● **Fragmento del documento**
□ □ □ □

21 julio 2010

El Centro de Lima y MVLL

Escenarios en el centro de Lima
El viejo centro de Lima, el que fuera escenario de la
espléndida vida cortesana de la Colonia, tanto como
del poder de las órdenes religiosas que allí construyeron
sus conventos y sus portentosos templos barrocos, ese
centro es una atmósfera frecuente en La ciudad y los
perros, aunque su máximo carácter escenográfico se
dará en Conversación en La Catedral. Los cadetes del
Leoncio Prado van al centro cuando empiezan sus días
de franco, van en tranvía (un sistema que ya no existe).
En ese centro, en torno a la plaza San Martín, que forma
parte de la primera gran modernización de Lima y se inaugura en las celebraciones del primer centenario de la Independencia, en 1921, allí estaba la parte parisina de Lima, los cafés modernos, los restaurantes bistró, los bares y el célebre hotel Bolívar. Este, un hermoso edificio
levantado por la misma época en la que se inaugura la plaza, fue nuestro Ritz, nuestro Carrera, nuestro Lido, nuestro grand hotel, y hasta hoy pugna por mantener su hermoso local según su esplendor original. En los tiempos de La ciudad y los perros, parte del hotel era el Grill Bolívar, una boite de gran solera abierta hacia La Colmena, a la que acudía la oligarquía limeña para bailar el mambo. Competía con este grill, el Embassy, donde se menearon Mara la Savaje, Anakaona, las Dolly Sisters y gritó como una foca el cara’e foca Dámaso Pérez Prado. Muchos cadetes iban para tomar el tranvía que los habría de llevar al Callao, el paraíso de los burdeles:
Bajo el reloj de la Colmena, instalado frente a la plaza San
Martín, en el paradero final del tranvía que va al Callao,
oscila un mar de quepís blancos. Desde las aceras del
Hotel Bolívar y el Bar Romano, vendedores de diarios,
choferes, vagabundos, guardias civiles, contemplan
la incesante afluencia de cadetes: vienen de todas
direcciones, en grupos, y se aglomeran en torno al
reloj, en espera del tranvía. (…) Los cadetes de tercero
maldicen entre dientes cada vez que, el pie levantado
para subir al tranvía, sienten una mano en el pescuezo
y una voz: “Primero los cadetes, después los perros”.
[2001:102]
Una buena síntesis de la Lima de compartimentos estanco que menciona Vargas Llosa, está en estas citas de su gran novela La ciudad y los perros:
(…) los cadetes impresionan a las hembritas, no a las de
Miraflores, pero sí a las de Lince. (…) Subieron al Expreso
en el paradero del Colegio Raimondi y bajaron en la plaza
San Martín. (…) Decidieron ir al cine Metro. (…)
-El cine Metro es bonito –dijo ella-. Muy elegante. (La ciudad y los perros)

□ □ □ □

● **Objetivos**
(a) Resume en dos oraciones el texto sobre el centro de Lima.
(b) Transcribe el pasaje del texto sobre el centro de Lima comprendido entre "21 julio 2010" y "ya no existe).", ambos incluidos.

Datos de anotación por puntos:
□ □ □ □

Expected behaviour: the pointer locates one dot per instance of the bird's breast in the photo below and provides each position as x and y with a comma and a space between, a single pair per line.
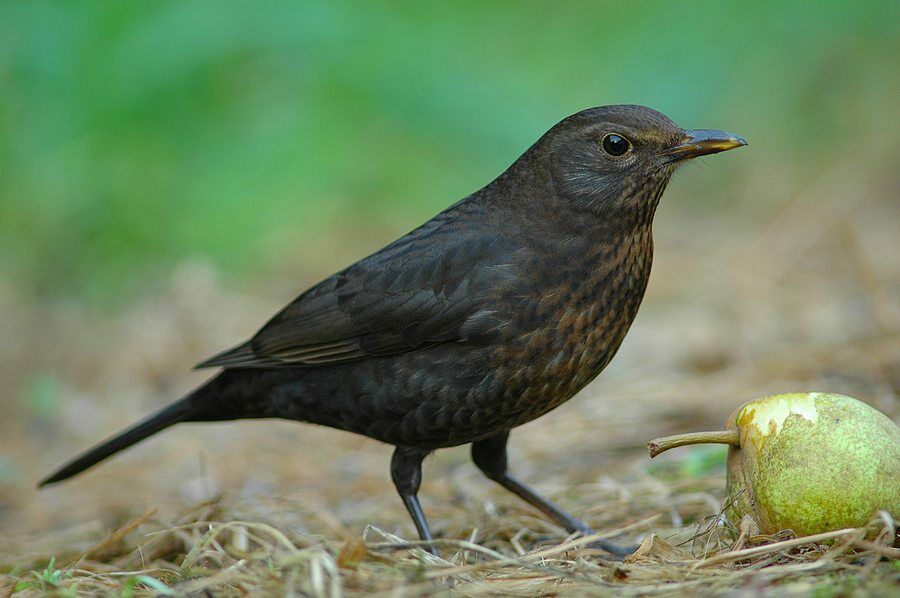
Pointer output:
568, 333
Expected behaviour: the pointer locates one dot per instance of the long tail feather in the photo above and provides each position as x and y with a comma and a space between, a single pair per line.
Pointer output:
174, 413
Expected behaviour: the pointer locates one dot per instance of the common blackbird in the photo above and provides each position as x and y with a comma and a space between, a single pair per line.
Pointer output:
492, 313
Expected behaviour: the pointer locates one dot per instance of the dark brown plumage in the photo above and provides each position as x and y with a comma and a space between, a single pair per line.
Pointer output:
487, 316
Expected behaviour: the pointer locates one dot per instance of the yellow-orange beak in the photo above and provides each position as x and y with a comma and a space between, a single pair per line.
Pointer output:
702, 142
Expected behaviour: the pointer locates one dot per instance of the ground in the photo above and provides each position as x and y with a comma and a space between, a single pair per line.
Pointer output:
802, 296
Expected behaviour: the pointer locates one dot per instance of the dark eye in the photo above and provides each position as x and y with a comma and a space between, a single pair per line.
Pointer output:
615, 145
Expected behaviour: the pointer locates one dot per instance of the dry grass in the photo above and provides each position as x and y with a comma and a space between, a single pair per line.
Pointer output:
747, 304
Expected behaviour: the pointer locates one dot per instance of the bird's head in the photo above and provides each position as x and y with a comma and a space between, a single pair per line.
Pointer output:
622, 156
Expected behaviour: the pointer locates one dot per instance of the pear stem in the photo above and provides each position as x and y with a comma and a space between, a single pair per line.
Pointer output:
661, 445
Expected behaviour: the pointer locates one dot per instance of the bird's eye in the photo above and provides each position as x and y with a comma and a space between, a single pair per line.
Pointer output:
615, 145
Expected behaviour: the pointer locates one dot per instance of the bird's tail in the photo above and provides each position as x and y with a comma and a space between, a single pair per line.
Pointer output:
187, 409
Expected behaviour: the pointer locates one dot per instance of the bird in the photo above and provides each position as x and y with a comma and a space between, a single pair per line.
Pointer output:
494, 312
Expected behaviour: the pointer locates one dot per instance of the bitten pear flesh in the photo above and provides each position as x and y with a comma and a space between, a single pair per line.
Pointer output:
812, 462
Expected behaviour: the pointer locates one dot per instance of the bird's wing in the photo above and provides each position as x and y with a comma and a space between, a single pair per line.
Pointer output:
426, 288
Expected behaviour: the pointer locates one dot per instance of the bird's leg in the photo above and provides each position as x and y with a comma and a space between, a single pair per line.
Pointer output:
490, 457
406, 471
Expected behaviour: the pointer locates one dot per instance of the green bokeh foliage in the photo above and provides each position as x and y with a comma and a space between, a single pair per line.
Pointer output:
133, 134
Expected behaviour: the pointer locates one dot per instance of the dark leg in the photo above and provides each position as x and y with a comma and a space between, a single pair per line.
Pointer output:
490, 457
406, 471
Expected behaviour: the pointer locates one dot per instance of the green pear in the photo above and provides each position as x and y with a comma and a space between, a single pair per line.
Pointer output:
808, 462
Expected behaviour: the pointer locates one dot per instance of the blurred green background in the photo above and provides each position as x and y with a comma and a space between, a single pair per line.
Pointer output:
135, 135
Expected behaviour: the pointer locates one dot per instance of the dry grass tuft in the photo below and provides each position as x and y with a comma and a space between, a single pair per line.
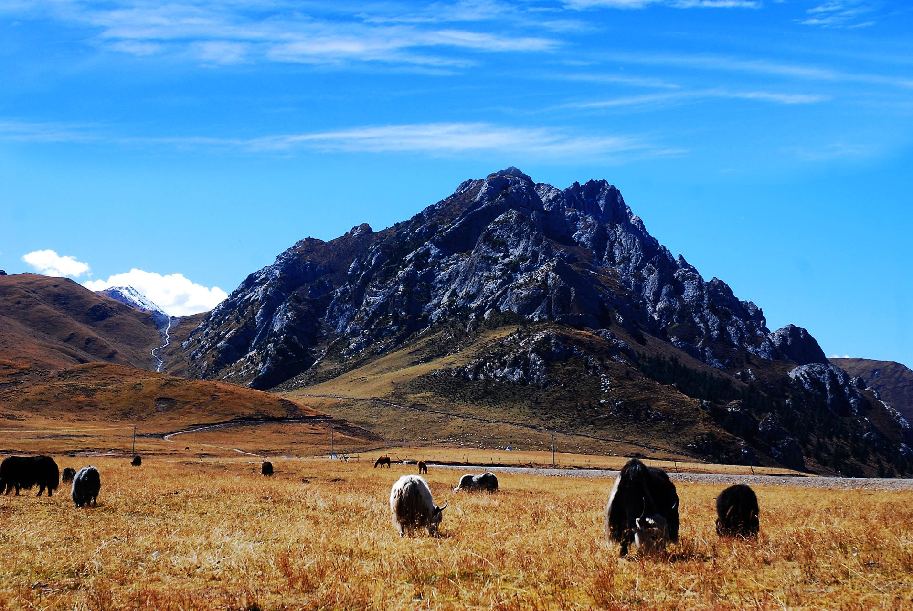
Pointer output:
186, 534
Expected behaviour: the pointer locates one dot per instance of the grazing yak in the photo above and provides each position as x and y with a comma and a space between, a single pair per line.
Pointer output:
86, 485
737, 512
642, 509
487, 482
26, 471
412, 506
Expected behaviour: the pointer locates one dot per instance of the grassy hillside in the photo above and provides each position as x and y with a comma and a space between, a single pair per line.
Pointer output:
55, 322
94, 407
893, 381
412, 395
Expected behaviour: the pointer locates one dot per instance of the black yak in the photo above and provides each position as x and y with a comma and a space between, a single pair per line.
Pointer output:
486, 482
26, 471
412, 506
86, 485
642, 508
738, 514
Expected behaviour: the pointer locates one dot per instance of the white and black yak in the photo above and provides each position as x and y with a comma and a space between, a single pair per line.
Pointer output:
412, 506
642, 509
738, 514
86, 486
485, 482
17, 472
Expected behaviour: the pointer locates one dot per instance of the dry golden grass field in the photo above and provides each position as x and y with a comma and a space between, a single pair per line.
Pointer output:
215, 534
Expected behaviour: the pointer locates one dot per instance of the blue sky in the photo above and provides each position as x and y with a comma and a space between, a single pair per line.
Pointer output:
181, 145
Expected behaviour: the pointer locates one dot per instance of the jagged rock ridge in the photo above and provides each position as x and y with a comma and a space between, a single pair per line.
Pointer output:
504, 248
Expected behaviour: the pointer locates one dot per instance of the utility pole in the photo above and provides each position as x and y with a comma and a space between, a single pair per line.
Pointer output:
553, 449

□ □ □ □

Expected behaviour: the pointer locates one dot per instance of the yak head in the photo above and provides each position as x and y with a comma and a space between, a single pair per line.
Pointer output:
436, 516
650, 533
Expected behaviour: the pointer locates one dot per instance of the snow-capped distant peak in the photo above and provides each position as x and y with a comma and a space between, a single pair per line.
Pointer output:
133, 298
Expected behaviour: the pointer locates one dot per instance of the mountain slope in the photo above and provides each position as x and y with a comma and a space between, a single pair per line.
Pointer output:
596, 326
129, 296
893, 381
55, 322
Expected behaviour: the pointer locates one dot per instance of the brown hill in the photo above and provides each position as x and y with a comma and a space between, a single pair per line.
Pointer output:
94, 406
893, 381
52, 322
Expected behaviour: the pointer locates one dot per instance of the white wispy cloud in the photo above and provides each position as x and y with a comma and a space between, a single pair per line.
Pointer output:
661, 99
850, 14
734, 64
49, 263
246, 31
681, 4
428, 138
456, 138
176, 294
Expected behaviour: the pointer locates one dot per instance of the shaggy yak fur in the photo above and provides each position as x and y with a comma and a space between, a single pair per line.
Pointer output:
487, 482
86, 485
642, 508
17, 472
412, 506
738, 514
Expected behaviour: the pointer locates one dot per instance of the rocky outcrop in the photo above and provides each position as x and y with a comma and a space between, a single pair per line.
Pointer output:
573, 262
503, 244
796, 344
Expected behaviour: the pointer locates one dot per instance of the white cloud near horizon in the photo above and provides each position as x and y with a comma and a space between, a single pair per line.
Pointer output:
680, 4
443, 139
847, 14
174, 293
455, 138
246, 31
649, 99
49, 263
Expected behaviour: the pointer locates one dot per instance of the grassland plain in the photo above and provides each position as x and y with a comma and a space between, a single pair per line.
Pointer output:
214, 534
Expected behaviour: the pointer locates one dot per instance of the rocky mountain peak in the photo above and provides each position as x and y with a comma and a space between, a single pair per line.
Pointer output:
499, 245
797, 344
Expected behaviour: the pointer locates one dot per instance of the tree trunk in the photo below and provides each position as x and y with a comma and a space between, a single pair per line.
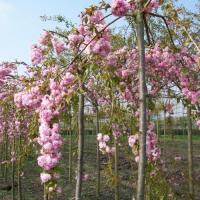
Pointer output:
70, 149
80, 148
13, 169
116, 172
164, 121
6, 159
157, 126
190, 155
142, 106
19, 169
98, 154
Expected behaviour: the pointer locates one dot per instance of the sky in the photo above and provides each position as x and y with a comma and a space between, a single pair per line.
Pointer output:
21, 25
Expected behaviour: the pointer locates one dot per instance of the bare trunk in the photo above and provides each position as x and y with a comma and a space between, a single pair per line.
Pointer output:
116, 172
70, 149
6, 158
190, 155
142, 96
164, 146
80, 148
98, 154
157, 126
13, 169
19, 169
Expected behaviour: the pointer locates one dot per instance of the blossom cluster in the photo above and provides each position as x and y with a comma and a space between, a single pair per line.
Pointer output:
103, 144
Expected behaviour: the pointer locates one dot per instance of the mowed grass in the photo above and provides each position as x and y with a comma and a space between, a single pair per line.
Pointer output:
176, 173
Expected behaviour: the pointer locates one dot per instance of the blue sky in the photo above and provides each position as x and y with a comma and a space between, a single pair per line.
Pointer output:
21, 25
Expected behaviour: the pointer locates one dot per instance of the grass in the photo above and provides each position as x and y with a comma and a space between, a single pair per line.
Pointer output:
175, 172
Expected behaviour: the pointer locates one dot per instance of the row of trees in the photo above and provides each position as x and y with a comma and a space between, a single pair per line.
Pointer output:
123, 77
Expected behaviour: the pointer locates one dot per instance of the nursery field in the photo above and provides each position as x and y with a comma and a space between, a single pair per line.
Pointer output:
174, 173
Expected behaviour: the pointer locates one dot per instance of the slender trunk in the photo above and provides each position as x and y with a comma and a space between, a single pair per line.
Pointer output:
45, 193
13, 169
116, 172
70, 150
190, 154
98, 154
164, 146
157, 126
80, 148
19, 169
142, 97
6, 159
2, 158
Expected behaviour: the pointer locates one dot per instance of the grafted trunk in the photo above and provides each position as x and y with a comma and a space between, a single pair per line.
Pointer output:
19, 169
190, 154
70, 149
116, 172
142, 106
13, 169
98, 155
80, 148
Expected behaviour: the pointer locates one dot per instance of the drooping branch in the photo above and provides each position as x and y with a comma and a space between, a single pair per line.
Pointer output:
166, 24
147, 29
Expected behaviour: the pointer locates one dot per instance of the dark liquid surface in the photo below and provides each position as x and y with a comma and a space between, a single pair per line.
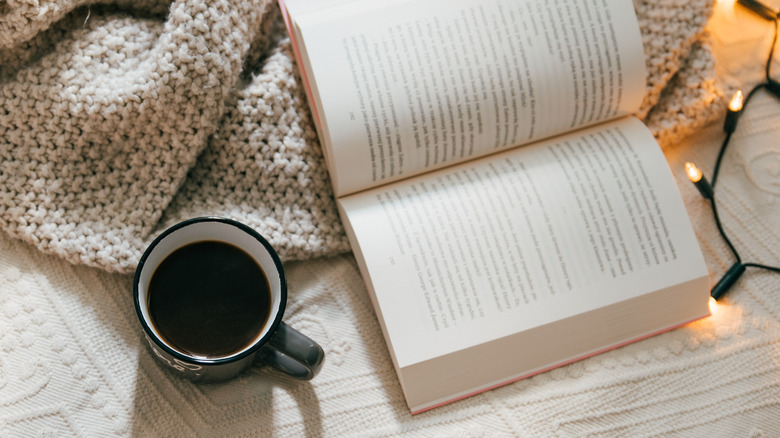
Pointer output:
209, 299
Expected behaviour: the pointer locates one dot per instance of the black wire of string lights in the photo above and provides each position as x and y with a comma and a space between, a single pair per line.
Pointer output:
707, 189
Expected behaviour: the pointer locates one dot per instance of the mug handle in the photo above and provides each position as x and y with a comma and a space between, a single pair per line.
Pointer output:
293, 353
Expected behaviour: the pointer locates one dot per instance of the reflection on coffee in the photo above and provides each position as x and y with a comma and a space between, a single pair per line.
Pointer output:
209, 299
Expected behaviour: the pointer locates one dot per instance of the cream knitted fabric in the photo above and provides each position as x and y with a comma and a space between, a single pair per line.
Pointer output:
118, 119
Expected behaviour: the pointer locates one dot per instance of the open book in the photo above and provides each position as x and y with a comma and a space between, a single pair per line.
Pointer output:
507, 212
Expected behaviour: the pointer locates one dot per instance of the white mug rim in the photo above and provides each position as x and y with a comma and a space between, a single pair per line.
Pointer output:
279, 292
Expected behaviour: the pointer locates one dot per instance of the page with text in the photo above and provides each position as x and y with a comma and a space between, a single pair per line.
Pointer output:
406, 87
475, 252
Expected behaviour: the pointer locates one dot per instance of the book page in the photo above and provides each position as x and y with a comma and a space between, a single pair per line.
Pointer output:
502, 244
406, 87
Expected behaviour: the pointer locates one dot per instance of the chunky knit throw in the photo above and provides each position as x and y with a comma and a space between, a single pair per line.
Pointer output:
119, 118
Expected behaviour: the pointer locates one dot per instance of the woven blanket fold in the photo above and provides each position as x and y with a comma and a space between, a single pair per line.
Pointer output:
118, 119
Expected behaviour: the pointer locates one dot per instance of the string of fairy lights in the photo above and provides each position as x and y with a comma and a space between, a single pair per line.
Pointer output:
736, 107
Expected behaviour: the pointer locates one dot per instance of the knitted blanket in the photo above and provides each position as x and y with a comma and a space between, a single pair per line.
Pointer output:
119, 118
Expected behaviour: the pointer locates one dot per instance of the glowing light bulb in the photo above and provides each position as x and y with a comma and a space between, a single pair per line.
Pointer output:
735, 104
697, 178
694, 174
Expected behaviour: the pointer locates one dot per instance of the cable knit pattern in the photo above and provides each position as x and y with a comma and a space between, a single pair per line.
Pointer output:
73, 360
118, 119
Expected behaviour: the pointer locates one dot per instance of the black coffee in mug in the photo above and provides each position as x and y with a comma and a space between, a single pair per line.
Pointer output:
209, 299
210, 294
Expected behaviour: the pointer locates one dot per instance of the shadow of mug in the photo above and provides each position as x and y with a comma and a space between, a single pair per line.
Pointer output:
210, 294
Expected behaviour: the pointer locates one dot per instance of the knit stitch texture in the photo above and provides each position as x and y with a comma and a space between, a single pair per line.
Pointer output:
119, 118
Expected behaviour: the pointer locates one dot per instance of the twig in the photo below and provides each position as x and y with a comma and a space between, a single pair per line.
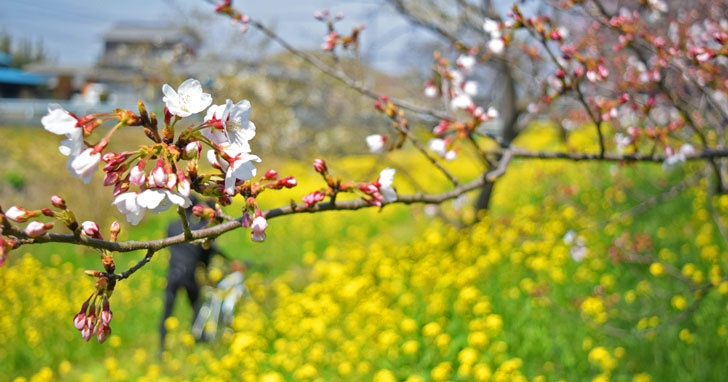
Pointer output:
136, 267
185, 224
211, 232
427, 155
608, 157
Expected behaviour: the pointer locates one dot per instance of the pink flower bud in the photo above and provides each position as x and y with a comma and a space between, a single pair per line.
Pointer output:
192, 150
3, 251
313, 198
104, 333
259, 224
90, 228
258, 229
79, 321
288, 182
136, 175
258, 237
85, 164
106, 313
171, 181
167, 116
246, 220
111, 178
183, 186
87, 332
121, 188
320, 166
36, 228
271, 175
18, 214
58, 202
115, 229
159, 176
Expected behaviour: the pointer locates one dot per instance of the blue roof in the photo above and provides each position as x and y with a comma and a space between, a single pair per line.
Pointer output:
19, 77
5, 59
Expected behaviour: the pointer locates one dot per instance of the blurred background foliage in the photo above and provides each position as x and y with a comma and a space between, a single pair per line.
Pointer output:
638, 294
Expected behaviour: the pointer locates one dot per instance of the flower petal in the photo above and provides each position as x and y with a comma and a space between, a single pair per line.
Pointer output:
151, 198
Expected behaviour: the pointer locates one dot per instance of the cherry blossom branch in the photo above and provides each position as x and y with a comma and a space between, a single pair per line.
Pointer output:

□ □ □ □

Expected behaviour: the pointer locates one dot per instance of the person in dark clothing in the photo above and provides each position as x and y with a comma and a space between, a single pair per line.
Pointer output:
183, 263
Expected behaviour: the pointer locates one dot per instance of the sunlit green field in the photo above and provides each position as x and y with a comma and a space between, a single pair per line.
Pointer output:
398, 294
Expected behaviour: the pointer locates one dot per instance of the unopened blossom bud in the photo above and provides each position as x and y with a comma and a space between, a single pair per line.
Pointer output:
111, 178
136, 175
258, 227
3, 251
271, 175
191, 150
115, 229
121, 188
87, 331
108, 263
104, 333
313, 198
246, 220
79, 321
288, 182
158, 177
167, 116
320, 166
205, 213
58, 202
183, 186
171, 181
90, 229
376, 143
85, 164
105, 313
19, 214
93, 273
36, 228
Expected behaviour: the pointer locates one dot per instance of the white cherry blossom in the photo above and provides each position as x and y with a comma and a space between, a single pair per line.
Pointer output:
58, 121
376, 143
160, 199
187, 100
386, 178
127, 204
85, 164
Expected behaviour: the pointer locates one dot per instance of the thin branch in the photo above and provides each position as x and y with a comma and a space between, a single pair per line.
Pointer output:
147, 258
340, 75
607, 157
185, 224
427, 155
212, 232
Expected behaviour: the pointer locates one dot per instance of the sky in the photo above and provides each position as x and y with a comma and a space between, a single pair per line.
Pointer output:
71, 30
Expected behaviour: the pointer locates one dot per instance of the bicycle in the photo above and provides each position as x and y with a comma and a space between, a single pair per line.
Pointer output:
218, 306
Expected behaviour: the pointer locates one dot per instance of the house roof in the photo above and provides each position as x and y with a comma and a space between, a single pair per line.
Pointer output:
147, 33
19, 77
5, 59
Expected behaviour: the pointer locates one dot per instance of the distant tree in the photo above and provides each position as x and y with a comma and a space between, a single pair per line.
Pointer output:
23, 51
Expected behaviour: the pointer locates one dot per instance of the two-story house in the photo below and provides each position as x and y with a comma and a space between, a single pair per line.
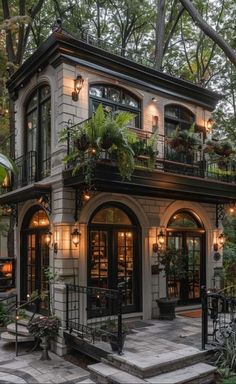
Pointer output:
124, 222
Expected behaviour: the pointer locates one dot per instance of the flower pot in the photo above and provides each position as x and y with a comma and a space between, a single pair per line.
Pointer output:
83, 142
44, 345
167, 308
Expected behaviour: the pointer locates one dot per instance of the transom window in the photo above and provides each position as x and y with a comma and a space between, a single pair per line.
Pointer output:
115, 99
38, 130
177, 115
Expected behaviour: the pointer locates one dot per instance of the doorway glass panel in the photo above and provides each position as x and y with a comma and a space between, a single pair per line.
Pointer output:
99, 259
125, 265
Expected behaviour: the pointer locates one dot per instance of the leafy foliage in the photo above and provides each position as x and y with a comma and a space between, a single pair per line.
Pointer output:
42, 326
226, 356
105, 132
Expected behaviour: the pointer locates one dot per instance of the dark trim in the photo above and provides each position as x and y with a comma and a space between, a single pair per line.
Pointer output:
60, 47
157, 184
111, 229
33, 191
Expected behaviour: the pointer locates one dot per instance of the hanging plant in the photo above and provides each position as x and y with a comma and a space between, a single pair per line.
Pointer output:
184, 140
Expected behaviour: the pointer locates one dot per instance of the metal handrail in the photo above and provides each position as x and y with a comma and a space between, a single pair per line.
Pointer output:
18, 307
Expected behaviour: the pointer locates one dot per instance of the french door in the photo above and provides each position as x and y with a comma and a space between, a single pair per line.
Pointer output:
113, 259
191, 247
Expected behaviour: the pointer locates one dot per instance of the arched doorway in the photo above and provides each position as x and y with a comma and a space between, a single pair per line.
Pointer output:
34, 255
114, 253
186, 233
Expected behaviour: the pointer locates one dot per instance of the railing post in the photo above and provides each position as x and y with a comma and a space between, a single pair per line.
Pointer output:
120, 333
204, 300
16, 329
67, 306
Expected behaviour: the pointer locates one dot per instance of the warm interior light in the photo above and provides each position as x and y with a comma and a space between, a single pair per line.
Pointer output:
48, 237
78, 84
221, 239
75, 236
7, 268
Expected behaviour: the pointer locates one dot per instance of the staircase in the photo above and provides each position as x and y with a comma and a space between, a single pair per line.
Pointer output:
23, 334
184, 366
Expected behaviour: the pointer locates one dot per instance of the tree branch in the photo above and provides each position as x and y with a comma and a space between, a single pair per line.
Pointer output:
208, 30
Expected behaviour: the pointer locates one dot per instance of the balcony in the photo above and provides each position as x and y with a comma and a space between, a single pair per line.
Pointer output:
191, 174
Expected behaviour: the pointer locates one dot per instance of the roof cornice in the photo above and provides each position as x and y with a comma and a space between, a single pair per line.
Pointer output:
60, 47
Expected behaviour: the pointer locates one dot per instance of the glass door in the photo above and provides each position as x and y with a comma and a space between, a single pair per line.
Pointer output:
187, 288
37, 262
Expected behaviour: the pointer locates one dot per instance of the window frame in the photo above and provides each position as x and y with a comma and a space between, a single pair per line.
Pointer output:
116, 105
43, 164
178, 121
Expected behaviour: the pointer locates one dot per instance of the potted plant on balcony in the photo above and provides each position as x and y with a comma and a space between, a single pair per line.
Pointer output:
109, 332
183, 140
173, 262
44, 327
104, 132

□ □ □ □

● **Respuestas por tarea**
(a) El texto presenta el viejo centro de Lima, escenario de la vida cortesana de la Colonia y del poder de las órdenes religiosas, como una atmósfera frecuente en La ciudad y los perros, adonde los cadetes del Leoncio Prado llegan en tranvía en sus días de franco. En torno a la plaza San Martín, inaugurada en 1921, estaban los cafés modernos, los bares y el célebre hotel Bolívar, y desde allí muchos cadetes tomaban el tranvía que los llevaba al Callao.

(b)
21 julio 2010

El Centro de Lima y MVLL

Escenarios en el centro de Lima
El viejo centro de Lima, el que fuera escenario de la
espléndida vida cortesana de la Colonia, tanto como
del poder de las órdenes religiosas que allí construyeron
sus conventos y sus portentosos templos barrocos, ese
centro es una atmósfera frecuente en La ciudad y los
perros, aunque su máximo carácter escenográfico se
dará en Conversación en La Catedral. Los cadetes del
Leoncio Prado van al centro cuando empiezan sus días
de franco, van en tranvía (un sistema que ya no existe).